◆ Problem description
Give back every record word for word, but keep the pictures out.

◆ Data
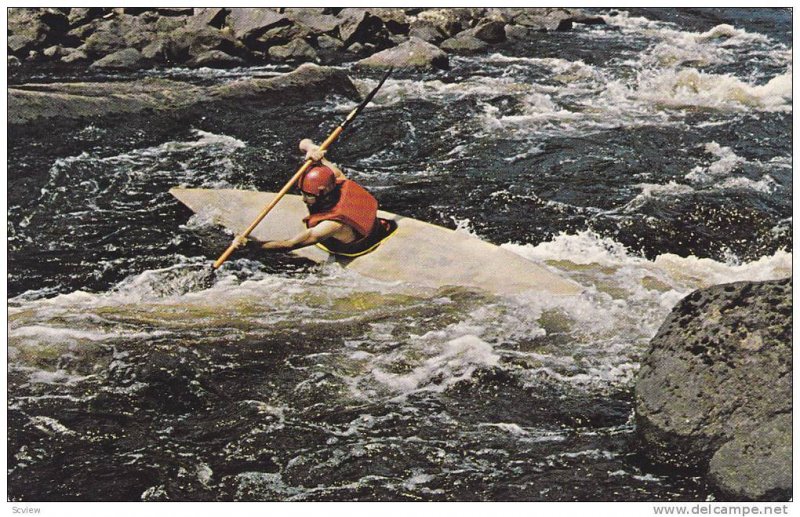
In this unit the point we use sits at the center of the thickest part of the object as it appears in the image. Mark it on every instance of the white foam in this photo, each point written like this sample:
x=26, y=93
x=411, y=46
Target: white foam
x=456, y=360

◆ Written response
In this unit the point we use sits at the center of the thickest part of the object as it appears in the image. Mark it on every instance of the white foam in this photo, each point written like this sample:
x=26, y=93
x=411, y=46
Target: white foam
x=456, y=360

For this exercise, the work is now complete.